- Opening Delimiter -

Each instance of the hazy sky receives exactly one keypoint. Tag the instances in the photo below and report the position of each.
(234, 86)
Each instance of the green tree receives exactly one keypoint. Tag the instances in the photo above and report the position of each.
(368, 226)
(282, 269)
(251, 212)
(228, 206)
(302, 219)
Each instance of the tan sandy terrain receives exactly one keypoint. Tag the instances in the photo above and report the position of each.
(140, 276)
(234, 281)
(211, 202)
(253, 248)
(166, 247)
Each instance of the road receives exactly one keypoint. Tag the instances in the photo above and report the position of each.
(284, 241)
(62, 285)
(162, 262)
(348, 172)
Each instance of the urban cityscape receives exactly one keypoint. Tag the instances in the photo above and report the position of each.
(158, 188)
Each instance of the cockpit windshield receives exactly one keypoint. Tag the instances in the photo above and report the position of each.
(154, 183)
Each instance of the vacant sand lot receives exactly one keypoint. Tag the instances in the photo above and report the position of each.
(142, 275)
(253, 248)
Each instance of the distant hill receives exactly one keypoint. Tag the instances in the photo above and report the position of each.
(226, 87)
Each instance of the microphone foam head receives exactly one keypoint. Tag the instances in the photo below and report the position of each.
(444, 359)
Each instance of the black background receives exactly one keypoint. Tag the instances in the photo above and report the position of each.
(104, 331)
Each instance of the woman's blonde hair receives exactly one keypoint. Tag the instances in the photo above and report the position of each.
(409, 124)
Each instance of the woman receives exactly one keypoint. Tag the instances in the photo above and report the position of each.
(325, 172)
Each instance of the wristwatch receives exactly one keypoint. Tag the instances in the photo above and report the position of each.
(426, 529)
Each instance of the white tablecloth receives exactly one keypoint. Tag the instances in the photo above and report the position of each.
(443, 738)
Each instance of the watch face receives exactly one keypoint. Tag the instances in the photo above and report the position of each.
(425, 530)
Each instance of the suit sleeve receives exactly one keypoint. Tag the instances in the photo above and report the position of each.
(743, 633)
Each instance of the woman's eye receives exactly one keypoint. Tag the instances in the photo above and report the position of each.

- Closing Delimiter -

Copy each line of the data above without altering a single character.

- [Your solution]:
Each instance of the hazy sky receives exactly one keypoint. Tag the instances in the photo below and report the position of each.
(234, 86)
Each instance of the green tree receives exactly one keypoint. Tag the instances in the photo above and report the position of each.
(368, 226)
(282, 269)
(251, 212)
(228, 206)
(302, 219)
Each instance of the tan sandy terrain receives exactly one keypoint. Tag the instances in the photo above and report the position of each.
(140, 276)
(234, 281)
(211, 202)
(253, 248)
(166, 247)
Each instance of the road receives exactly one keypoint. Tag the instances in the photo above and report the position of each.
(284, 241)
(62, 285)
(162, 262)
(348, 172)
Each instance of the urban cityscape receives exactly one keypoint. Tag the instances in the photo above and report the position of each.
(158, 188)
Each instance of the cockpit windshield receives exactly one keypoint. Tag the instances in the photo above and report the position of each.
(154, 183)
Each instance of the vacant sand lot receives exactly one keypoint. Tag the instances in the photo above and report the position of each.
(142, 275)
(253, 248)
Each instance of the distant hill receives exactly one keypoint. Tag the instances in the photo above and report the position of each.
(226, 87)
Each instance of the microphone foam head receives exactly one keypoint. Tag the instances in the photo below and report the position of each.
(444, 359)
Each instance of the black background receives exactly one keypoint. Tag the instances in the photo above and report the position of each.
(104, 331)
Each instance of the woman's blonde hair receives exactly one keypoint. Tag the instances in the photo above and report the position of each.
(409, 124)
Each instance of the woman receives exactly one keypoint. Tag the instances in the photo above and report the position of each.
(325, 172)
Each instance of the wristwatch receives exactly one keypoint. Tag the instances in the photo above and report the position of each.
(426, 529)
Each instance of the white tablecloth receives exactly one keypoint. Tag the instances in the photo above and report the position of each.
(443, 738)
Each instance of the watch face receives exactly one keypoint. Tag the instances in the photo above and report the position of each.
(425, 530)
Each instance of the suit sleeve receives exactly one keypoint. Tag the instances in the photo above and report the position of each.
(743, 633)
Each instance of the woman's eye receives exactly one keypoint. Tag the instances in the photo above and report the position of each.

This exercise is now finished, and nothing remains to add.